DATA IN THIS EXERCISE →
#####
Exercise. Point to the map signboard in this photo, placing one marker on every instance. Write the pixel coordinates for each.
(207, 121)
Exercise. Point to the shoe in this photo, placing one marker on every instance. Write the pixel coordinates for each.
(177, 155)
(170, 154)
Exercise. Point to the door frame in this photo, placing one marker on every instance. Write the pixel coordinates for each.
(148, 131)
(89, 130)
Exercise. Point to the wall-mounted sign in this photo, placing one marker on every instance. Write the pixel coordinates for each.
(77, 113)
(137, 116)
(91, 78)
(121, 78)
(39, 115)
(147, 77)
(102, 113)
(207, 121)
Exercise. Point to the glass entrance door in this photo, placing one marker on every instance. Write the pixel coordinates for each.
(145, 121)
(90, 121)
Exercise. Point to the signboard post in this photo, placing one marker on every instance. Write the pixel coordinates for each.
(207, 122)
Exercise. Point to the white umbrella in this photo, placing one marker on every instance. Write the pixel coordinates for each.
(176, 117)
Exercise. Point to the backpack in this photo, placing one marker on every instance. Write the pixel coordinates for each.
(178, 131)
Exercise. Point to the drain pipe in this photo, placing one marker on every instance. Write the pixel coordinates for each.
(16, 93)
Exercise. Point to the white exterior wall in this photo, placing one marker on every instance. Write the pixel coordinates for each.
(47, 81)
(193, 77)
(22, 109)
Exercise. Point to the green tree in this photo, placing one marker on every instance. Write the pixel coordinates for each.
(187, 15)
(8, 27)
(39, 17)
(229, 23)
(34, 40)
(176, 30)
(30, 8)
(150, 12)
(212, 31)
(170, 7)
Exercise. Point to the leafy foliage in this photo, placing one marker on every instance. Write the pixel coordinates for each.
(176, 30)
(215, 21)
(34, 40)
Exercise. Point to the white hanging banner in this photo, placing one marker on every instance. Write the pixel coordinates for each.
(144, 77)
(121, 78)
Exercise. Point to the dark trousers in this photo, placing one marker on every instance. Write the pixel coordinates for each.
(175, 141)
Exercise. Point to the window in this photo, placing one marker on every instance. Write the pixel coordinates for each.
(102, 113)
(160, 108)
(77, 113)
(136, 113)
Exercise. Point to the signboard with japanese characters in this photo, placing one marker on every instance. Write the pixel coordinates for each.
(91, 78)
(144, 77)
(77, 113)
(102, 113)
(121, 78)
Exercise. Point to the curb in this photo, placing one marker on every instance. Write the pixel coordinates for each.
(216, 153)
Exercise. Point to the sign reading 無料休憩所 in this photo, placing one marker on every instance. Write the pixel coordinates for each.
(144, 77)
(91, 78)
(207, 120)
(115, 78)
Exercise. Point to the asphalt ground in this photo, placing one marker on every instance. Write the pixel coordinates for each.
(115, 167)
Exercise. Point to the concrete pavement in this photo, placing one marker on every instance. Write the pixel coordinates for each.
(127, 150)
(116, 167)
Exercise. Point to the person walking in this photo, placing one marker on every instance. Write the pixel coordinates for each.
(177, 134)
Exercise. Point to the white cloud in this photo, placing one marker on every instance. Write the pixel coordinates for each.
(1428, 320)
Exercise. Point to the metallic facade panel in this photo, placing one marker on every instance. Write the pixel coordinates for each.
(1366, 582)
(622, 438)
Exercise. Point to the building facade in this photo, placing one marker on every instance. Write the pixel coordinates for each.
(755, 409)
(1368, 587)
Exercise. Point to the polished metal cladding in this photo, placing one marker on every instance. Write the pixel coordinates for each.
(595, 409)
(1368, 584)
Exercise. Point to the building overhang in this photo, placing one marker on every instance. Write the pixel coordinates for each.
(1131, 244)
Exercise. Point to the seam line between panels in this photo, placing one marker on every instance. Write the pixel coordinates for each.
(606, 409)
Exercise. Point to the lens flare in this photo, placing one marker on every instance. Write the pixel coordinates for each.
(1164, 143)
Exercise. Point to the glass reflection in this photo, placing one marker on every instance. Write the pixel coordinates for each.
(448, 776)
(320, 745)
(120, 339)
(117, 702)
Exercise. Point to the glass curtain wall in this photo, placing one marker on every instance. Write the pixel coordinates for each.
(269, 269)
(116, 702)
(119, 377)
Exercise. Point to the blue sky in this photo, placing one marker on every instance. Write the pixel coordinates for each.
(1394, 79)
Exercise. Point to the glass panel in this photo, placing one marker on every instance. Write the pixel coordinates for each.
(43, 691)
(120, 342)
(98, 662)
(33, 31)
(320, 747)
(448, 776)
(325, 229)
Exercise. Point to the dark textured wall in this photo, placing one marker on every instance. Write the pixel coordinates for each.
#####
YOUR OBJECTIVE → Please copy the listing above word for word, from its first line to its last.

EXPECTED OUTPUT →
Exercise. Point to the map signboard in this photo, placing one marker on every instance. Write the pixel coordinates for each.
(207, 121)
Exercise. Point to the shoe in this photo, placing one marker on every instance. Write the pixel coordinates for each.
(177, 155)
(170, 154)
Exercise. Point to the door frame in this photo, placing one marker on every instance. Write the pixel coordinates for each.
(148, 131)
(89, 130)
Exercise. Point to the wall-mounted sign in this photo, placing one marker on every instance. Write the pixel coordinates for each.
(77, 113)
(137, 116)
(91, 78)
(121, 78)
(39, 115)
(147, 77)
(102, 113)
(207, 121)
Exercise. Point to the glass entrance door in this photo, placing one marker on every instance. Write the pixel coordinates for each.
(145, 121)
(90, 121)
Exercise. Point to the signboard post in this photo, placing one marker on every instance. Write the pixel coordinates for each.
(207, 122)
Exercise. Point to the white umbrella in this photo, placing one marker on every instance. Write the pixel coordinates for each.
(176, 117)
Exercise. Point to the backpack in this photo, placing one marker on every instance. Write the pixel coordinates for each.
(178, 131)
Exercise. Point to the drain pipe in this photo, placing one marker on every instance. Write the pixel coordinates for each.
(16, 93)
Exercise. Point to the white exterior wall in this photo, placing one marker on every instance. Write the pixel coordinates for each.
(47, 81)
(193, 77)
(22, 109)
Exercise. Point to the green tree in this photo, placing one marker on every instance. Write the pixel coordinates for each.
(187, 15)
(8, 27)
(39, 17)
(229, 23)
(34, 40)
(176, 30)
(30, 8)
(150, 12)
(212, 31)
(170, 7)
Exercise. Point to the leafy foliage in this photo, placing one marker on every instance. Write the pixel coordinates for each.
(176, 30)
(215, 21)
(34, 40)
Exercise. Point to the white hanging banner in this photo, placing one marker on every instance. Write the pixel coordinates for each.
(144, 77)
(121, 78)
Exercise. Point to the dark trousers in this photo, placing one marker on every instance. Write the pixel coordinates for each.
(175, 141)
Exercise. Point to the window in this photo, placing one marker on every instance. Write the pixel coordinates for each.
(102, 113)
(160, 108)
(77, 113)
(136, 113)
Exercise. Point to the signboard with japanese characters in this photo, placing one marker on every instance. Write the pixel coordinates for each.
(91, 78)
(144, 77)
(77, 113)
(102, 113)
(121, 78)
Exercise. Point to the curb in this photo, placing one marker on every instance. Write the pixel coordinates for each.
(216, 153)
Exercise. Point to the sign reading 無料休憩所 in this photo, placing one marker on every instance. Write the pixel coordinates for each.
(144, 77)
(91, 78)
(207, 120)
(115, 78)
Exercise. Point to the asphalt ground in this photo, placing one marker on every instance. Write the pixel coordinates for each.
(115, 167)
Exercise. Point to the concrete pavement in this photo, placing one marker on every instance. Write the pixel coordinates for each.
(127, 150)
(116, 167)
Exercise. Point to the person walking in this photo, placing one marker on every instance. Write the pixel coordinates for each.
(177, 134)
Exercise. Point to the white cloud in this photo, placing one marker on every instance. Write the pixel coordinates for each.
(1428, 320)
Exercise. Point to the metallic facade panel in this photo, placing one marker on every instance. Write the pixel coordinates for each.
(1366, 582)
(622, 438)
Exercise. Point to the building facade in this photo, placing one marker on every instance. Write the pixel coordinates for each.
(755, 409)
(1368, 587)
Exercise. Point to the polished metal cladding in this photo, placing one marker on every instance. Write the pixel coordinates for each.
(595, 409)
(1368, 584)
Exercise. Point to the building overhang in this photo, placing one marker on every instance. Write the pixel coordinates for each.
(1131, 244)
Exercise. Point to the seam line between panels in this photo, placing one marker on every instance. Write the pixel coordinates for each.
(606, 409)
Exercise. Point to the lens flare in this photo, placing one marker on every instance. Write the pixel coordinates for each.
(1164, 143)
Exercise. Point to the glass reflection in this photo, placing one marker on every instance. Write the pixel coordinates for each.
(448, 776)
(320, 745)
(120, 339)
(117, 702)
Exercise. Point to the glass curtain wall in this photo, placing one marker on every instance. Write the pixel coordinates for each.
(269, 269)
(116, 702)
(119, 377)
Exercise. Point to the blue sky in this photo, placing one marker on every instance. Write the pixel coordinates for each.
(1394, 79)
Exercise. Point to the glass panel in this photo, placing one marker on every instance. Write the pixel coordinates for each.
(43, 691)
(120, 342)
(98, 662)
(33, 31)
(320, 747)
(448, 776)
(325, 229)
Exercise. Point to the dark textured wall in this photo, placing one marker on every instance. Write the pixel coordinates for each.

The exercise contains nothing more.